Présentation de l'éditeur :
This title examines the heroic efforts to pinpoint the cause of HIV/AIDS. It shows how doctors, researchers, and other professionals have struggled to find a cure. It reveals the medical science behind the most terrifying global epidemic of our time. Society was not prepared in 1981 for the appearance of a new infectious disease, but we have since learned that emerging and re-emerging diseases will continue to challenge humanity. "AIDS at 30: A History" is the first history of HIV/AIDS written for a general audience that emphasizes the medical response to this epidemic. This book approaches the AIDS virus from philosophical and intellectual perspectives in the history of medical science. Forgoing the usual narrative about who 'discovered' the AIDS virus, it discusses the process of scientific discovery, scientific evidence, and how laboratories found the cause of AIDS and developed therapeutic interventions. Similarly, this book places AIDS as the first infectious disease to be recognized simultaneously worldwide as a single phenomenon. After years of believing that vaccines and antibiotics would keep deadly epidemics away, researchers, doctors, patients, and the public were forced to abandon the arrogant assumption that they had conquered infectious diseases. By presenting an accessible discussion of the history of HIV/AIDS and analyzing how aspects of society advanced or hindered the response to the disease, this book shows how medicine identifies and evaluates new infectious diseases quickly and what factors limit medicine's response.
Biographie de l'auteur :
VICTORIA A. HARDEN retired in 2006 after twenty years as the founding director of the Office of NIH History at the National Institutes of Health. She has written numerous articles about AIDS and has lectured on the history of AIDS. Dr. Harden is the author of Inventing the NIH: Federal Biomedical Research Policy, 1887-1937 (Johns Hopkins, 1986) and Rocky Mountain Spotted Fever: History of a Twentieth-Century Disease (Johns Hopkins, 1990), the latter of which won the Henry Adams Prize from the Society for History in the Federal Government. She received the American Historical Association's 2006 Herbert Feis Award for outstanding contributions to public history. In 2007, she received the Lifetime Achievement Award from the American Association for the History of Medicine. She lives in Silver Spring, Maryland.

- **RECORDED DATA**
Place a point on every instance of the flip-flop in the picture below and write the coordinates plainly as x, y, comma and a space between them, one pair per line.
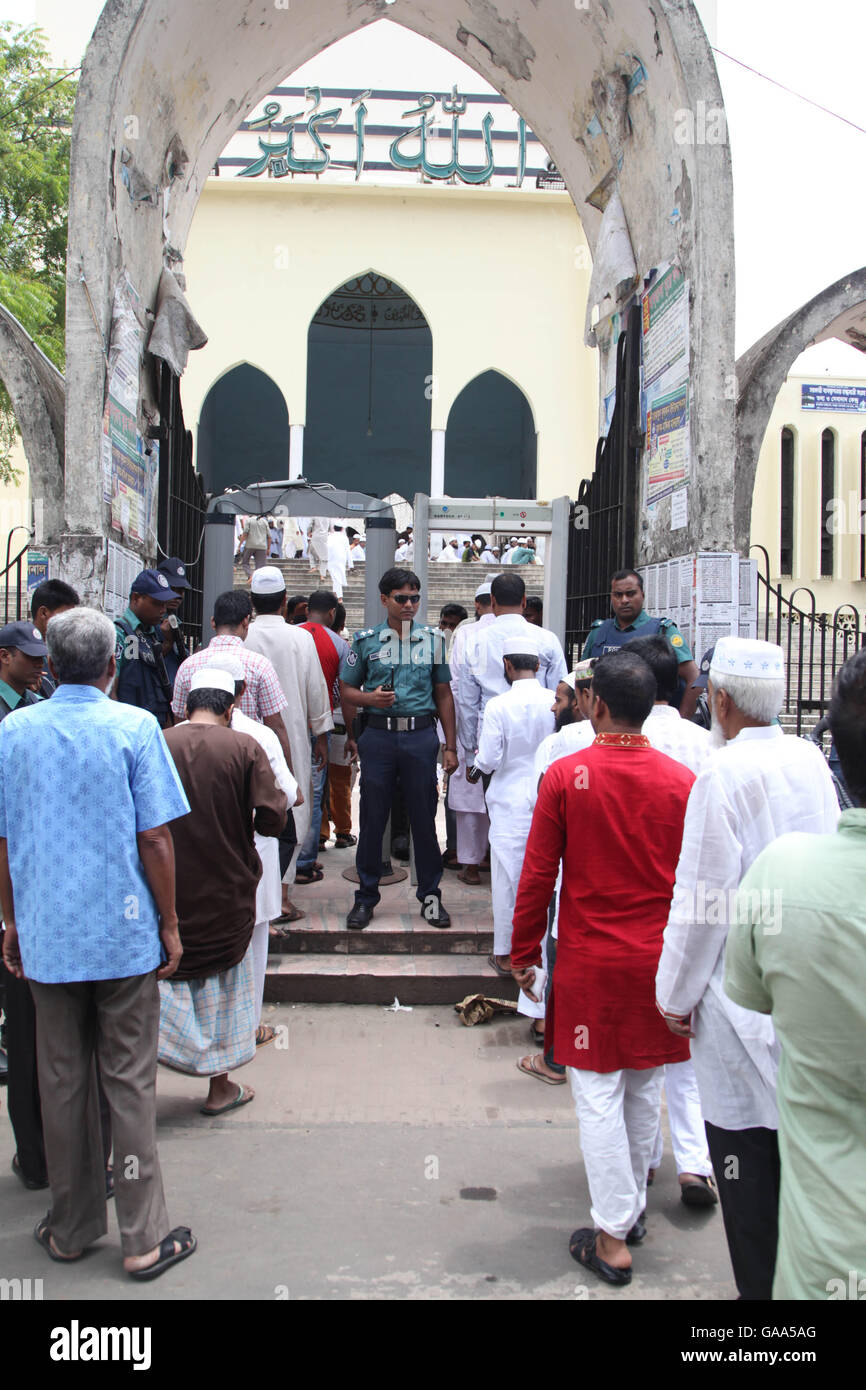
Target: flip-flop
295, 915
43, 1236
581, 1247
168, 1255
242, 1098
533, 1070
698, 1194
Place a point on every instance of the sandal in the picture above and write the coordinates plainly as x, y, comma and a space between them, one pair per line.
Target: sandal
581, 1247
243, 1097
168, 1255
292, 915
43, 1236
307, 876
527, 1066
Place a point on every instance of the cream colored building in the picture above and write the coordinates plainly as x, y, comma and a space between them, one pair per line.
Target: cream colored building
809, 491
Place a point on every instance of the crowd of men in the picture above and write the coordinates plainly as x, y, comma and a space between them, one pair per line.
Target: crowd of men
659, 888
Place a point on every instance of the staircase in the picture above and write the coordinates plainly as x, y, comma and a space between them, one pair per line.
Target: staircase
319, 961
445, 584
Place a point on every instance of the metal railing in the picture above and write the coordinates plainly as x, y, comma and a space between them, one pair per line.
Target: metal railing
815, 644
15, 599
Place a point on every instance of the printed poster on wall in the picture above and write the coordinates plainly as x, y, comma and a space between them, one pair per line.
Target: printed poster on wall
665, 385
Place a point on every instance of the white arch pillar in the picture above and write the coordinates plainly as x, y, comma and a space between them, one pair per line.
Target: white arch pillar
295, 451
437, 463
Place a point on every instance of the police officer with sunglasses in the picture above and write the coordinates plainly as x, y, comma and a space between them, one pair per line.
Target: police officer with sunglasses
396, 674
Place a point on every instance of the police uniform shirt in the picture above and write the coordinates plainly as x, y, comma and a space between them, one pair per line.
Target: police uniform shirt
605, 628
416, 665
10, 699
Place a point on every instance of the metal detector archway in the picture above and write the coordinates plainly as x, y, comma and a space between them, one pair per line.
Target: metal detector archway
295, 498
498, 514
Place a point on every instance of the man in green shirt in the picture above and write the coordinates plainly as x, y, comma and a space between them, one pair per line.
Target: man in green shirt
399, 676
798, 951
630, 620
22, 653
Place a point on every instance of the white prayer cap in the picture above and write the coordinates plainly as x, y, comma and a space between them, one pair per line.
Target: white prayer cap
213, 679
521, 645
267, 580
232, 666
747, 656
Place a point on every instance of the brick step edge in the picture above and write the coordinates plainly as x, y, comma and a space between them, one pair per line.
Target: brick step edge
371, 941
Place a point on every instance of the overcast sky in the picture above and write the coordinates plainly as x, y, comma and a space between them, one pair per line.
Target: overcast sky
799, 192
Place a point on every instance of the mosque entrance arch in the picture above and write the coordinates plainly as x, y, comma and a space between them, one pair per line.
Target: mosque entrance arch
369, 369
491, 442
243, 431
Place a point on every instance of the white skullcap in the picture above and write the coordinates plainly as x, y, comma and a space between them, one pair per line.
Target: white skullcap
213, 679
747, 656
520, 645
267, 580
232, 665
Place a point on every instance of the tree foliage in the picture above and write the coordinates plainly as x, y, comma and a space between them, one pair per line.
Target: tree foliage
36, 104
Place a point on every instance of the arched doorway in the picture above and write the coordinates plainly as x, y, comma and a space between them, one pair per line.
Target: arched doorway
243, 431
369, 373
489, 442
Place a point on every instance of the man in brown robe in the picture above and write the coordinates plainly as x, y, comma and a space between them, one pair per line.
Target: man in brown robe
207, 1015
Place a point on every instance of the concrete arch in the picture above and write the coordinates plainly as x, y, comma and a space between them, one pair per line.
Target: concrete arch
38, 395
838, 312
603, 86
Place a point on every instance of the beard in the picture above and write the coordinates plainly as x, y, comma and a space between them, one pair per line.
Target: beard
717, 738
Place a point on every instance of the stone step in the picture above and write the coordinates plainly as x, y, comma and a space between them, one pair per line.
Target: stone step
380, 979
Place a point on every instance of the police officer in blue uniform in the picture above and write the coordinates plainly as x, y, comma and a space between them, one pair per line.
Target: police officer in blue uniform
630, 620
398, 677
142, 677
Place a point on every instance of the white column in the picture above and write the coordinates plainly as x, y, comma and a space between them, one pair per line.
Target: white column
437, 464
295, 451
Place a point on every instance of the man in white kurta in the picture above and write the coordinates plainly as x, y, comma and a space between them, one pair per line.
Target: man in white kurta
339, 559
466, 798
691, 745
484, 651
317, 548
512, 729
268, 890
292, 653
761, 784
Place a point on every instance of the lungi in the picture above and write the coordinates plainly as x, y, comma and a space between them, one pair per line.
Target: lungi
209, 1026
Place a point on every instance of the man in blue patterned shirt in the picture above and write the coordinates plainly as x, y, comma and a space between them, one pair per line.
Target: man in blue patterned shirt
88, 927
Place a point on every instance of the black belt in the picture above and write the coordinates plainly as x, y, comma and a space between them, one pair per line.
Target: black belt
401, 723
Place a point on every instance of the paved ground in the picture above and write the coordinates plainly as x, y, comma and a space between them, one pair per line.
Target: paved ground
346, 1178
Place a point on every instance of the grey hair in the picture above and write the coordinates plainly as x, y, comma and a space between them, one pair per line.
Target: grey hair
81, 644
755, 698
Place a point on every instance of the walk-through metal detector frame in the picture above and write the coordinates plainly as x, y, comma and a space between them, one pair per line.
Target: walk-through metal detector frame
295, 498
496, 516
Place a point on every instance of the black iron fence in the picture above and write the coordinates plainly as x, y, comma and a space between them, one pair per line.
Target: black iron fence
14, 578
815, 644
181, 505
602, 535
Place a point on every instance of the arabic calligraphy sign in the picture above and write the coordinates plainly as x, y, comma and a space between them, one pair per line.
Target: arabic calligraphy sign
413, 150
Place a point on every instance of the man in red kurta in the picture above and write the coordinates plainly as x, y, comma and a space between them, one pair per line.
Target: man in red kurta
612, 912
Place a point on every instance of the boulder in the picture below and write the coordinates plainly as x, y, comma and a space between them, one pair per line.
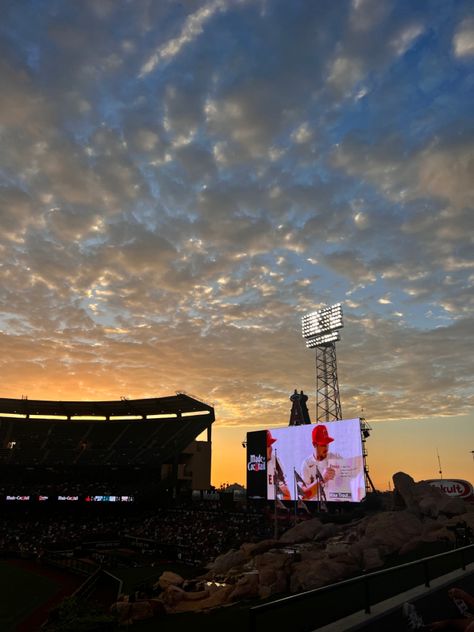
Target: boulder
272, 582
225, 562
250, 549
405, 488
168, 578
371, 559
246, 587
308, 575
390, 530
302, 532
326, 531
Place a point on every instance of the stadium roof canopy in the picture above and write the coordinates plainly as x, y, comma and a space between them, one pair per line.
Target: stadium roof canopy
175, 405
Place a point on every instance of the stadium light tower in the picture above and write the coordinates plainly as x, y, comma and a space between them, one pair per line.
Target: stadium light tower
321, 332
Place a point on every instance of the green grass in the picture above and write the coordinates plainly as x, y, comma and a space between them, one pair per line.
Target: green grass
22, 592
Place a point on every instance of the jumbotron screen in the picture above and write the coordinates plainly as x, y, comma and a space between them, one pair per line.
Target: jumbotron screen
312, 462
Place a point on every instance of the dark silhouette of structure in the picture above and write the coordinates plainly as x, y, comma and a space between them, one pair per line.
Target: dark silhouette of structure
299, 414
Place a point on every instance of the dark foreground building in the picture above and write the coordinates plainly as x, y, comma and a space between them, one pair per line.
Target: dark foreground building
104, 451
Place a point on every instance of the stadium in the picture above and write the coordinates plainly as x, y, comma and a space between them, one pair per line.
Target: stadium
87, 486
126, 450
109, 519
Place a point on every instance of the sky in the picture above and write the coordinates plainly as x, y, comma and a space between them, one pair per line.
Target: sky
181, 181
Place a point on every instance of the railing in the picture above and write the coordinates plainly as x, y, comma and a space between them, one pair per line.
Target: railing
309, 610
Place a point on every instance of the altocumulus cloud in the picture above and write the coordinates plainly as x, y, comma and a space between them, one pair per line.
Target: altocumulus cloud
180, 183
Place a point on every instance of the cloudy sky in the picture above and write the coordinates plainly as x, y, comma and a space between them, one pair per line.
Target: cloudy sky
180, 181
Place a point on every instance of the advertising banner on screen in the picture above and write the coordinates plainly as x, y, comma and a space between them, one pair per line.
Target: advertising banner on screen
257, 464
310, 462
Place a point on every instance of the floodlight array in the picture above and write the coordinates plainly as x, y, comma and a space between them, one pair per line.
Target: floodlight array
318, 341
322, 322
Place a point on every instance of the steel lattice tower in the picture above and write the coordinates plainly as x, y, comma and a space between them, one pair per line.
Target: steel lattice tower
328, 401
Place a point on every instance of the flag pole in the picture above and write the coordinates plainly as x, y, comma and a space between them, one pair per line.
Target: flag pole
296, 493
275, 526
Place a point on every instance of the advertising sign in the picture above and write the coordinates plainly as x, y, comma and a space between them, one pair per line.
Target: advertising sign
257, 464
455, 488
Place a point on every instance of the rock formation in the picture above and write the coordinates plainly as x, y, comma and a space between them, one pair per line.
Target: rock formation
313, 554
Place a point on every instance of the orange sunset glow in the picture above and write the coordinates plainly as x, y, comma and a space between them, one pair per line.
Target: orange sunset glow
181, 182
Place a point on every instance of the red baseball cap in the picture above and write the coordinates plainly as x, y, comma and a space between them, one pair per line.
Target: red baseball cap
270, 439
320, 436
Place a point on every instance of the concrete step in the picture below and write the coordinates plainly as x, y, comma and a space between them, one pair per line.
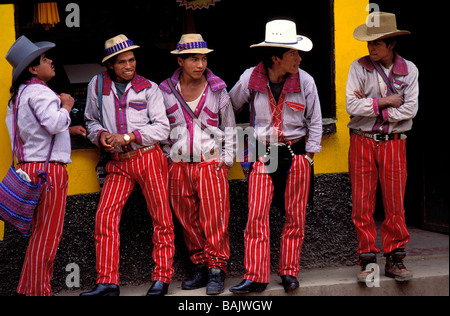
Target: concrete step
431, 278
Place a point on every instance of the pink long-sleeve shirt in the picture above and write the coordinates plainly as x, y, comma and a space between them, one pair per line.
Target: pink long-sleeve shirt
40, 118
365, 112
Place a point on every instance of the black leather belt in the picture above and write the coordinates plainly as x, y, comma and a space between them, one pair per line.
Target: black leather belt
380, 137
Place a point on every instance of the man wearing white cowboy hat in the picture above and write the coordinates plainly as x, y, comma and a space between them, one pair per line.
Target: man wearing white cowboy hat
131, 123
382, 99
202, 149
42, 116
283, 98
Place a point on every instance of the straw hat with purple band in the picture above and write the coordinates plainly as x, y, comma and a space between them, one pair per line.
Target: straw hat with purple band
192, 44
118, 45
382, 25
283, 33
23, 52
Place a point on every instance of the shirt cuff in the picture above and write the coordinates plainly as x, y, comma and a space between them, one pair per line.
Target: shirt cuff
138, 137
98, 137
376, 108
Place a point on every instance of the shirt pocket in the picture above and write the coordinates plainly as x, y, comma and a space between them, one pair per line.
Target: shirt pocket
213, 117
400, 86
298, 107
172, 114
138, 106
294, 113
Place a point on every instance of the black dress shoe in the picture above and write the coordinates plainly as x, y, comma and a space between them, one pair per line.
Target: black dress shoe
158, 288
290, 283
216, 283
247, 286
199, 280
103, 289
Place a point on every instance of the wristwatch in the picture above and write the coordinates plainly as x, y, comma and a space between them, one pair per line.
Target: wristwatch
126, 138
310, 160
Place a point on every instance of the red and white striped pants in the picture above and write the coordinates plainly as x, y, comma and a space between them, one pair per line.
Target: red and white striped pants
199, 194
150, 171
47, 229
370, 161
257, 233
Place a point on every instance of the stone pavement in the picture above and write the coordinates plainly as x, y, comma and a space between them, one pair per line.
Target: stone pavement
428, 258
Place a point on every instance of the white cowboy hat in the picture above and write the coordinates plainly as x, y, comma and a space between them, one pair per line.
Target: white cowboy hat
379, 25
23, 52
283, 33
191, 44
118, 45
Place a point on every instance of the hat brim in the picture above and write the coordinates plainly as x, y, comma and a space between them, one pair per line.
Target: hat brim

- **LIST OF TASKS**
A. Summarize the book description in two sentences.
B. Print the book description from "Biographie de l'auteur" to "Silver Spring, Maryland.".
The items are separate material, unrelated to the book description.

- **RESPONSES BY ITEM NUMBER**
A. "AIDS at 30: A History" is presented as the first history of HIV/AIDS for a general audience that emphasizes the medical response, discussing how laboratories found the cause of AIDS and developed therapeutic interventions. Its author, Victoria A. Harden, spent twenty years as the founding director of the Office of NIH History at the National Institutes of Health and has written numerous articles and lectured on the history of AIDS.

B.
Biographie de l'auteur :
VICTORIA A. HARDEN retired in 2006 after twenty years as the founding director of the Office of NIH History at the National Institutes of Health. She has written numerous articles about AIDS and has lectured on the history of AIDS. Dr. Harden is the author of Inventing the NIH: Federal Biomedical Research Policy, 1887-1937 (Johns Hopkins, 1986) and Rocky Mountain Spotted Fever: History of a Twentieth-Century Disease (Johns Hopkins, 1990), the latter of which won the Henry Adams Prize from the Society for History in the Federal Government. She received the American Historical Association's 2006 Herbert Feis Award for outstanding contributions to public history. In 2007, she received the Lifetime Achievement Award from the American Association for the History of Medicine. She lives in Silver Spring, Maryland.